» Opdrachten
**A)** Leg in één tot drie zinnen uit met welk doel de directeur van de DCMR Milieudienst Rijnmond volgens de oefentekst over mandaten en machtigingen gegevens en bescheiden mag opvragen.
**B)** Zet de oefentekst over mandaten en machtigingen graag voort na de laatste regel.

» Oefentekst
+===+

Artikel 5.12 Burgemeestersmachtiging aan de Directeur DCMR Milieudienst Rijnmond

Aan de directeur van de DCMR Milieudienst Rijnmond wordt door de burgemeester machtiging verleend tot het, in het kader van de verlening van een vergunning voor de verkoop van vuurwerk, uitvoeren van een eigen onderzoek en het daartoe opvragen van gegevens en bescheiden bedoeld in artikel 30 van de Wet bevordering integriteitsbeoordelingen door het openbaar bestuur.

Artikel 5.13 Collegemandaten aan de Directeur-bestuurders van Woningcorporaties die in Rotterdam zelfstandige woonruimte onder de huurprijsgrens verhuren

Aan de directeur-bestuurders van toegelaten instellingen als bedoeld in artikel 19 van de Woningwet die in Rotterdam zelfstandige woonruimte onder de huurprijsgrens verhuren wordt door het college mandaat verleend tot:

  • a.

    elk voor zover het eigen bezit betreft in het toepassingsgebied van artikel 2.1 juncto bijlage 1 van de vigerende Verordening toegang woningmarkt en samenstelling woningvoorraad: het uitoefenen van de bevoegdheden met betrekking tot de huisvestingsvergunning, bedoeld in hoofdstuk 2 van de vigerende Verordening toegang woningmarkt en samenstelling woningvoorraad;

  • b.

    elk voor zover het eigen bezit betreft, niet in het toepassingsgebied van artikel 2.1 juncto bijlage 1 van de vigerende Verordening toegang woningmarkt en samenstelling woningvoorraad: de uitoefening van de bevoegdheden krachtens artikel 2.3.2 (huisvestingsvergunning) van de Verordening Woonruimtebemiddeling regio Rotterdam 2020;

  • c.

+===+

» Aangeleverde records

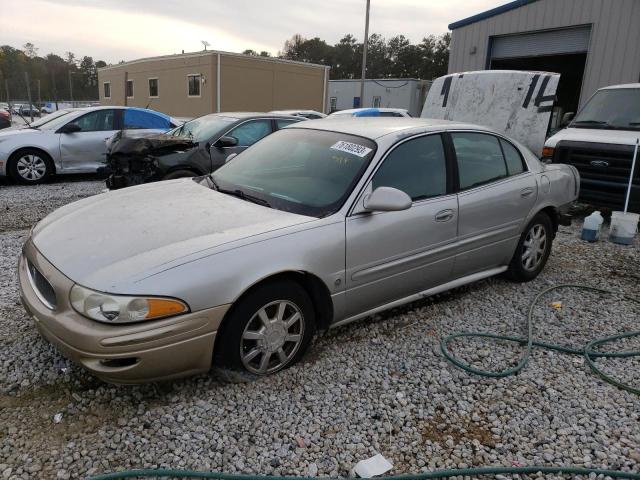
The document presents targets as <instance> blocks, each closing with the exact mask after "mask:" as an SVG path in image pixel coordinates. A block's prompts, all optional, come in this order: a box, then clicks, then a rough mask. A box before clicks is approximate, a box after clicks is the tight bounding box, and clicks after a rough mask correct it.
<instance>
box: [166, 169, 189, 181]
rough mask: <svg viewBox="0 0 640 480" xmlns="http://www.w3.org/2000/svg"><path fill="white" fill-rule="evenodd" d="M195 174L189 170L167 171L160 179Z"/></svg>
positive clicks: (170, 177) (180, 176) (186, 176)
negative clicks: (168, 172)
mask: <svg viewBox="0 0 640 480" xmlns="http://www.w3.org/2000/svg"><path fill="white" fill-rule="evenodd" d="M195 176H196V174H195V173H193V172H192V171H191V170H176V171H175V172H171V173H167V174H166V175H165V176H164V177H163V178H162V179H163V180H174V179H176V178H188V177H195Z"/></svg>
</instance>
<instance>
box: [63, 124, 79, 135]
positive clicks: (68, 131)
mask: <svg viewBox="0 0 640 480" xmlns="http://www.w3.org/2000/svg"><path fill="white" fill-rule="evenodd" d="M81 131H82V128H81V127H80V125H78V124H76V123H67V124H66V125H64V126H62V127H61V128H60V130H58V132H60V133H77V132H81Z"/></svg>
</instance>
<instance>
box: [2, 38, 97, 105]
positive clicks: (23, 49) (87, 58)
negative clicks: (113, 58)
mask: <svg viewBox="0 0 640 480" xmlns="http://www.w3.org/2000/svg"><path fill="white" fill-rule="evenodd" d="M106 65H107V63H106V62H104V61H102V60H98V61H94V60H93V58H92V57H89V56H83V57H82V58H76V56H75V54H74V53H73V52H66V54H65V58H63V57H60V56H59V55H56V54H54V53H49V54H46V55H44V56H40V55H38V48H36V46H35V45H34V44H33V43H30V42H28V43H25V44H24V46H23V47H22V50H21V49H18V48H14V47H11V46H9V45H3V46H0V101H4V102H7V101H8V100H16V99H18V100H26V99H27V78H28V80H29V88H30V89H31V99H32V101H33V102H34V103H36V102H38V101H39V100H42V101H45V100H53V101H55V100H60V101H62V100H65V101H68V100H72V99H73V100H96V99H97V98H98V68H101V67H105V66H106ZM25 73H26V74H27V76H26V77H25ZM7 89H8V91H9V92H8V95H9V98H7Z"/></svg>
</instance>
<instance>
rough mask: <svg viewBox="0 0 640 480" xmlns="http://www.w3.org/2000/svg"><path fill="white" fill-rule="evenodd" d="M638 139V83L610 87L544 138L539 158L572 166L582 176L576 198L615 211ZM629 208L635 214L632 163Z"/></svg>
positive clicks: (639, 89)
mask: <svg viewBox="0 0 640 480" xmlns="http://www.w3.org/2000/svg"><path fill="white" fill-rule="evenodd" d="M639 138H640V83H632V84H627V85H613V86H610V87H606V88H601V89H600V90H598V91H597V92H596V93H595V94H594V95H593V96H592V97H591V98H590V99H589V101H588V102H587V103H586V104H585V106H584V107H582V109H581V110H580V111H579V112H578V114H577V115H576V116H575V118H574V119H573V120H572V121H571V123H569V124H568V126H567V128H565V129H563V130H560V131H559V132H557V133H556V134H555V135H553V136H552V137H550V138H549V139H548V140H547V141H546V142H545V146H544V149H543V152H542V159H543V161H547V162H553V163H567V164H570V165H573V166H574V167H576V168H577V169H578V171H579V172H580V177H581V179H582V181H581V187H580V200H582V201H584V202H586V203H591V204H593V205H599V206H604V207H609V208H613V209H616V210H620V209H622V207H623V206H624V201H625V195H626V192H627V186H628V183H629V175H630V173H631V162H632V160H633V153H634V149H635V145H636V142H637V141H638V139H639ZM636 165H638V164H636ZM629 207H630V208H629V210H631V211H634V212H640V167H638V166H636V171H635V174H634V180H633V186H632V190H631V197H630V203H629Z"/></svg>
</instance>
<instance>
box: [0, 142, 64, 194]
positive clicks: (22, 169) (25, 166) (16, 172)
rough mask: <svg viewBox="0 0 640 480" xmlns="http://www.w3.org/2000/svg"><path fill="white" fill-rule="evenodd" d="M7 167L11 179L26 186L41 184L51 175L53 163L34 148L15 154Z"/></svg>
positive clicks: (10, 160)
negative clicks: (24, 184)
mask: <svg viewBox="0 0 640 480" xmlns="http://www.w3.org/2000/svg"><path fill="white" fill-rule="evenodd" d="M8 167H9V175H10V176H11V178H13V179H14V180H15V181H16V182H20V183H24V184H28V185H35V184H38V183H43V182H44V181H46V180H47V177H49V175H51V173H53V162H52V161H51V159H50V158H49V156H48V155H47V154H45V153H43V152H41V151H40V150H37V149H35V148H26V149H24V150H21V151H19V152H17V153H15V154H14V155H13V156H12V157H11V159H10V160H9V165H8Z"/></svg>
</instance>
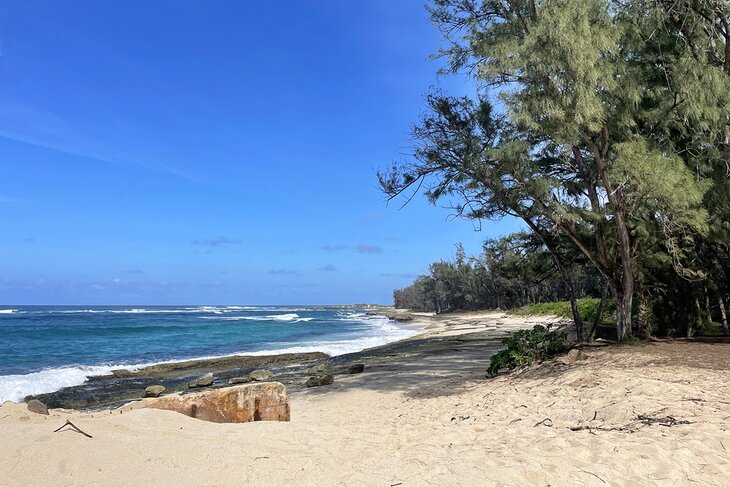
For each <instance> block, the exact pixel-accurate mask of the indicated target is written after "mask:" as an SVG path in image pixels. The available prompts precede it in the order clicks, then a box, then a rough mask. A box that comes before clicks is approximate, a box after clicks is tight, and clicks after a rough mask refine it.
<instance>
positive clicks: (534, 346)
mask: <svg viewBox="0 0 730 487" xmlns="http://www.w3.org/2000/svg"><path fill="white" fill-rule="evenodd" d="M566 338H567V335H566V333H565V332H564V331H555V330H550V328H549V327H544V326H542V325H535V327H534V328H533V329H532V330H520V331H518V332H516V333H514V334H513V335H512V336H511V337H509V338H505V339H504V340H502V343H504V344H505V345H506V346H507V348H506V349H504V350H501V351H499V352H497V353H495V354H494V355H492V358H491V362H490V364H489V368H488V369H487V373H488V374H489V375H490V376H495V375H497V373H498V372H499V371H500V369H503V368H510V369H512V368H515V367H518V366H520V365H530V364H532V363H533V362H536V361H538V362H539V361H542V360H546V359H548V358H550V357H552V356H553V355H555V354H557V353H558V352H560V351H561V350H562V347H563V345H564V343H565V340H566Z"/></svg>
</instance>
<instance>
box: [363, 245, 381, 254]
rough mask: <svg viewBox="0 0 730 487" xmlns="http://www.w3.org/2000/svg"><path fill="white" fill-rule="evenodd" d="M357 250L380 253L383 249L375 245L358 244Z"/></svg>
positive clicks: (366, 252) (364, 251)
mask: <svg viewBox="0 0 730 487" xmlns="http://www.w3.org/2000/svg"><path fill="white" fill-rule="evenodd" d="M357 251H358V252H360V253H361V254H382V253H383V249H381V248H380V247H378V246H377V245H368V244H360V245H358V246H357Z"/></svg>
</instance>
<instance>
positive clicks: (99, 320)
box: [0, 306, 415, 403]
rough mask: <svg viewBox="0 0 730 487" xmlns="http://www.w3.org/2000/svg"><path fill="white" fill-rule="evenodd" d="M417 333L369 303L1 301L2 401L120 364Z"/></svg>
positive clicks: (0, 345)
mask: <svg viewBox="0 0 730 487" xmlns="http://www.w3.org/2000/svg"><path fill="white" fill-rule="evenodd" d="M414 333H415V331H414V330H412V329H407V328H404V327H401V326H398V325H397V324H395V323H393V322H391V321H389V320H387V319H385V318H382V317H377V316H367V315H365V310H361V309H330V308H321V307H308V306H82V307H72V306H6V307H0V403H2V402H3V401H6V400H13V401H20V400H22V399H23V397H25V396H26V395H29V394H40V393H44V392H52V391H55V390H58V389H60V388H62V387H68V386H72V385H78V384H82V383H83V382H84V381H85V380H86V379H87V378H88V377H89V376H92V375H100V374H106V373H109V372H110V371H111V370H113V369H115V368H134V367H140V366H144V365H149V364H155V363H160V362H169V361H179V360H187V359H196V358H209V357H222V356H226V355H238V354H247V355H252V354H253V355H255V354H259V355H263V354H273V353H286V352H308V351H321V352H325V353H328V354H330V355H339V354H343V353H350V352H355V351H359V350H362V349H364V348H368V347H372V346H377V345H382V344H385V343H389V342H391V341H395V340H399V339H401V338H405V337H407V336H410V335H413V334H414Z"/></svg>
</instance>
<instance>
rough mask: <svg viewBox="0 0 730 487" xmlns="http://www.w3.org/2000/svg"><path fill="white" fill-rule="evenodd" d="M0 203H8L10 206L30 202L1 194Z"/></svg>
mask: <svg viewBox="0 0 730 487" xmlns="http://www.w3.org/2000/svg"><path fill="white" fill-rule="evenodd" d="M0 203H8V204H23V203H28V200H24V199H22V198H15V197H13V196H6V195H1V194H0Z"/></svg>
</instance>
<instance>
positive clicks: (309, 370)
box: [307, 364, 327, 375]
mask: <svg viewBox="0 0 730 487" xmlns="http://www.w3.org/2000/svg"><path fill="white" fill-rule="evenodd" d="M307 372H308V373H310V374H312V375H320V374H324V373H326V372H327V364H317V365H315V366H314V367H312V368H310V369H309V370H308V371H307Z"/></svg>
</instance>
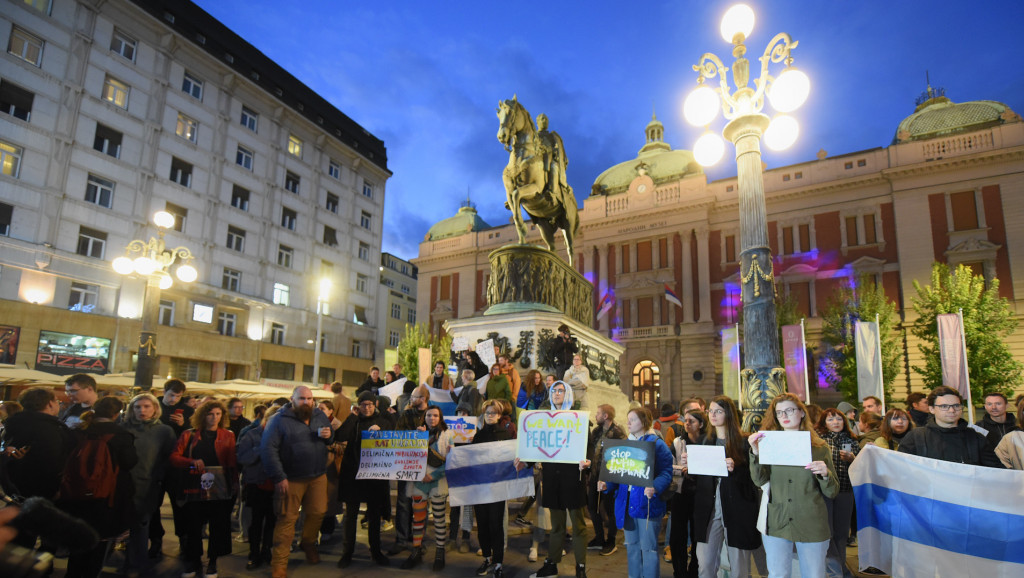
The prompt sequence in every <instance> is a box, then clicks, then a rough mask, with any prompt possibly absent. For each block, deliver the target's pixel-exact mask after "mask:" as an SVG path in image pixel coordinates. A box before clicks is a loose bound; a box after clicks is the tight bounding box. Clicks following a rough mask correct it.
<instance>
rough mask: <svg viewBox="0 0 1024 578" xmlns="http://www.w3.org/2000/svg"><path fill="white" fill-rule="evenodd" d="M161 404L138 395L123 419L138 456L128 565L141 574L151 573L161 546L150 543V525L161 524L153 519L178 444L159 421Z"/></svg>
mask: <svg viewBox="0 0 1024 578" xmlns="http://www.w3.org/2000/svg"><path fill="white" fill-rule="evenodd" d="M160 411H161V410H160V401H159V400H157V398H156V397H155V396H153V395H152V394H139V395H138V396H135V397H134V398H132V400H131V402H130V403H129V404H128V411H127V412H126V414H125V417H124V428H125V429H127V430H128V432H130V434H131V435H132V436H134V437H135V453H136V455H137V456H138V462H137V463H136V464H135V467H133V468H132V469H131V476H132V480H133V481H134V484H135V501H134V511H133V515H132V524H131V532H130V534H129V540H128V566H129V568H130V569H131V570H133V571H135V572H137V573H139V574H141V575H145V574H147V573H148V571H150V560H148V555H147V552H148V551H150V549H151V547H153V548H155V549H156V550H157V551H159V550H160V544H154V545H152V546H151V544H150V524H151V522H152V523H155V524H159V523H160V519H159V518H158V519H156V520H154V519H153V513H154V511H157V510H158V509H159V508H160V502H162V501H163V500H164V486H163V484H164V478H165V477H166V476H167V463H168V461H169V460H170V456H171V452H173V451H174V447H175V444H176V442H177V439H176V438H175V437H174V430H173V429H171V426H170V425H167V424H166V423H163V422H162V421H160Z"/></svg>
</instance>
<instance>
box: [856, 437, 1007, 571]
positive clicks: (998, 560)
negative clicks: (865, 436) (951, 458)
mask: <svg viewBox="0 0 1024 578" xmlns="http://www.w3.org/2000/svg"><path fill="white" fill-rule="evenodd" d="M850 480H851V481H852V482H853V494H854V497H855V499H856V503H857V548H858V552H859V558H860V569H861V570H863V569H865V568H867V567H869V566H873V567H874V568H878V569H879V570H882V571H884V572H885V573H886V574H889V575H890V576H900V577H904V578H925V577H928V578H935V577H937V576H950V577H952V576H955V577H957V578H961V577H964V578H967V577H973V576H977V577H986V578H1011V577H1015V578H1016V577H1020V576H1024V510H1022V509H1021V503H1024V471H1017V470H1012V469H995V468H991V467H982V466H975V465H966V464H963V463H952V462H947V461H940V460H935V459H931V458H926V457H920V456H913V455H909V454H903V453H898V452H893V451H889V450H883V449H882V448H879V447H878V446H874V445H868V446H867V447H865V448H864V449H862V450H861V451H860V455H858V456H857V459H856V460H854V462H853V464H852V465H851V466H850Z"/></svg>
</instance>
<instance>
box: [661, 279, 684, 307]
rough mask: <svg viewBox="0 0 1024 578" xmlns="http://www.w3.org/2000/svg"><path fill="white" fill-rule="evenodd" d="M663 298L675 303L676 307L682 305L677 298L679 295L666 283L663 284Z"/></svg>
mask: <svg viewBox="0 0 1024 578" xmlns="http://www.w3.org/2000/svg"><path fill="white" fill-rule="evenodd" d="M665 300H666V301H669V302H670V303H675V304H676V306H677V307H681V306H683V302H682V301H680V300H679V295H676V292H675V291H673V290H672V289H671V288H670V287H669V284H668V283H666V284H665Z"/></svg>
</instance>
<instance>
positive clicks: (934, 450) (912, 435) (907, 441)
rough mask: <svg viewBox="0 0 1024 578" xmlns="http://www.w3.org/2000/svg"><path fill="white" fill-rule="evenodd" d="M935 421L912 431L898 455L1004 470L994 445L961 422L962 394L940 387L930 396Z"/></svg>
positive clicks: (899, 447)
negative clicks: (947, 461)
mask: <svg viewBox="0 0 1024 578" xmlns="http://www.w3.org/2000/svg"><path fill="white" fill-rule="evenodd" d="M928 405H929V406H930V407H931V408H932V419H930V420H929V421H928V424H927V425H925V426H924V427H915V428H913V429H911V430H910V431H909V432H907V435H906V436H905V437H904V438H903V441H902V442H901V443H900V445H899V449H898V451H900V452H903V453H907V454H912V455H915V456H924V457H929V458H933V459H941V460H943V461H952V462H959V463H968V464H971V465H987V466H988V467H1000V468H1001V467H1002V463H1001V462H1000V461H999V459H998V458H997V457H995V452H994V451H993V449H992V446H991V444H989V443H988V440H987V439H986V438H985V437H984V436H982V435H981V434H979V432H977V431H975V430H974V429H972V428H970V427H969V426H968V423H967V420H965V419H962V418H961V414H962V413H963V412H964V406H963V402H962V401H961V397H959V394H958V393H957V391H956V389H953V388H952V387H946V386H945V385H940V386H938V387H936V388H935V389H933V390H932V393H931V395H929V396H928Z"/></svg>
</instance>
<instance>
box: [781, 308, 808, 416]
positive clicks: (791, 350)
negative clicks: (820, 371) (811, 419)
mask: <svg viewBox="0 0 1024 578" xmlns="http://www.w3.org/2000/svg"><path fill="white" fill-rule="evenodd" d="M781 330H782V358H783V360H784V361H785V385H786V389H787V390H788V391H790V393H791V394H795V395H796V396H797V397H798V398H800V399H801V400H804V402H805V403H806V402H807V401H808V400H807V371H806V368H805V367H804V366H806V365H807V352H806V350H805V349H804V330H803V327H801V326H800V325H783V326H782V327H781Z"/></svg>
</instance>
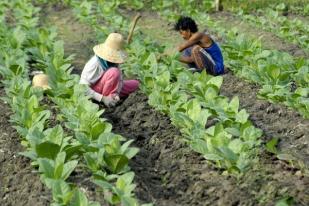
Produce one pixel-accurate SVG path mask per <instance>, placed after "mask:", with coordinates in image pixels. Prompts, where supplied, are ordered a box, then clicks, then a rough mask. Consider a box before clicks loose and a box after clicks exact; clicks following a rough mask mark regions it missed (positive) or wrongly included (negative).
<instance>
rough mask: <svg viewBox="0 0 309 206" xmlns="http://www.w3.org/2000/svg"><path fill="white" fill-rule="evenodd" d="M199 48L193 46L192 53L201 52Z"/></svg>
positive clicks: (197, 47) (192, 48)
mask: <svg viewBox="0 0 309 206" xmlns="http://www.w3.org/2000/svg"><path fill="white" fill-rule="evenodd" d="M201 48H202V47H201V46H199V45H194V46H193V47H192V53H197V52H199V51H200V50H201Z"/></svg>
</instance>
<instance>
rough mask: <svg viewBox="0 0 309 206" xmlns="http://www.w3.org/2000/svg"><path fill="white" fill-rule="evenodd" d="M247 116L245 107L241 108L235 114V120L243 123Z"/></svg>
mask: <svg viewBox="0 0 309 206" xmlns="http://www.w3.org/2000/svg"><path fill="white" fill-rule="evenodd" d="M248 117H249V114H248V113H247V112H246V110H245V109H242V110H240V112H238V113H237V114H236V122H239V123H241V124H244V123H246V122H247V121H248Z"/></svg>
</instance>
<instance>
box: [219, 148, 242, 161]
mask: <svg viewBox="0 0 309 206" xmlns="http://www.w3.org/2000/svg"><path fill="white" fill-rule="evenodd" d="M219 151H220V152H221V154H222V156H223V157H224V158H225V159H227V160H230V161H233V162H236V161H237V159H238V156H237V155H236V154H235V153H234V152H233V151H232V150H230V149H229V148H228V147H224V146H221V147H220V148H219Z"/></svg>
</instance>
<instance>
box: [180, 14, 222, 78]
mask: <svg viewBox="0 0 309 206" xmlns="http://www.w3.org/2000/svg"><path fill="white" fill-rule="evenodd" d="M175 30H176V31H179V33H180V35H181V36H182V37H183V38H184V39H185V40H186V41H185V42H184V43H183V44H181V45H180V46H179V47H178V51H179V52H183V56H181V57H180V61H181V62H183V63H187V64H188V66H189V67H190V68H192V67H193V68H195V69H196V70H197V71H202V70H203V69H206V71H207V72H208V73H210V74H213V75H219V74H223V73H224V61H223V56H222V52H221V49H220V47H219V46H218V44H217V43H216V42H215V41H214V40H213V39H212V38H211V37H210V36H209V35H208V34H206V33H202V32H199V31H198V28H197V25H196V23H195V22H194V20H193V19H191V18H190V17H181V18H180V19H179V20H178V22H177V23H176V24H175Z"/></svg>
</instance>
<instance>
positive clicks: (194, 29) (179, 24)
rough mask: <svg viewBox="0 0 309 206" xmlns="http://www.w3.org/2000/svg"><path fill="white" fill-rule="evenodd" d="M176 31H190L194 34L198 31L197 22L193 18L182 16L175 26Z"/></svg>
mask: <svg viewBox="0 0 309 206" xmlns="http://www.w3.org/2000/svg"><path fill="white" fill-rule="evenodd" d="M174 29H175V30H176V31H180V30H183V31H185V30H188V29H189V30H190V31H191V32H193V33H195V32H197V31H198V28H197V25H196V23H195V21H194V20H193V19H192V18H190V17H187V16H181V17H180V18H179V19H178V21H177V23H176V24H175V26H174Z"/></svg>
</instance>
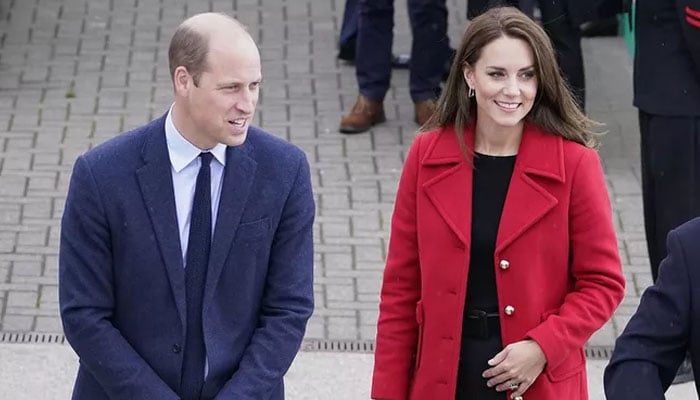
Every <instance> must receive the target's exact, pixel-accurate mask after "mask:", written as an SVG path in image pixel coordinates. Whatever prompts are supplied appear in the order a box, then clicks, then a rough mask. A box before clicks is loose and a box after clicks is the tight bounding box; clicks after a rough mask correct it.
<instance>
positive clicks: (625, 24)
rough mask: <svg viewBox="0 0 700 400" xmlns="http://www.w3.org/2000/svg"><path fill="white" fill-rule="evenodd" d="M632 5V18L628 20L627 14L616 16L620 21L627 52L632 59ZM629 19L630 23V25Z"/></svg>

+===+

» Antwoorden per opdracht
**A)** Hij mag die gegevens en bescheiden opvragen om een eigen onderzoek uit te voeren. Daarbij gaat het om de gegevens en bescheiden bedoeld in artikel 30 van de Wet bevordering integriteitsbeoordelingen door het openbaar bestuur. De burgemeester verleent hem die machtiging in het kader van de verlening van een vergunning voor de verkoop van vuurwerk.

**B)**
    elk voor zover het eigen bezit betreft: de uitoefening van de bevoegdheden krachtens artikel 2.3.8 voor zover betrekking hebbend op de herhuisvestingsverklaring van de Verordening Woonruimtebemiddeling regio Rotterdam 2020, juncto artikel 5.8 van Bijlage I bij deze verordening;

Artikel 5.14 Collegemachtiging aan de Directeur-bestuurders van Woningcorporaties die in Rotterdam zelfstandige woonruimte onder de huurprijsgrens verhuren

Aan de directeur-bestuurders van toegelaten instellingen als bedoeld in artikel 19 van de Woningwet die in Rotterdam zelfstandige woonruimte onder de huurprijsgrens verhuren wordt, elk voor zover het eigen bezit betreft, door het college machtiging verleend tot het meevoeren en opslaan van roerende zaken die zich in de tot bewoning bestemde ontruimde onroerende zaken bevonden, bedoeld in artikel 556 van het Wetboek van Burgerlijke Rechtsvordering.

Artikel 5.15 Collegemandaten aan de Algemeen directeur van de Rijksdienst voor Ondernemend Nederland

  • 1.

    Aan de algemeen directeur van de Rijksdienst voor Ondernemend Nederland wordt mandaat verleend tot het verlenen van ontheffingen van een geslotenverklaring op grond van verkeersbord C22a, bedoeld in artikel 3.1 van de Beleidsregels en ontheffingenbesluit ontheffingen Milieuzone Rotterdam 2016 (Beleidsregels).

  • 2.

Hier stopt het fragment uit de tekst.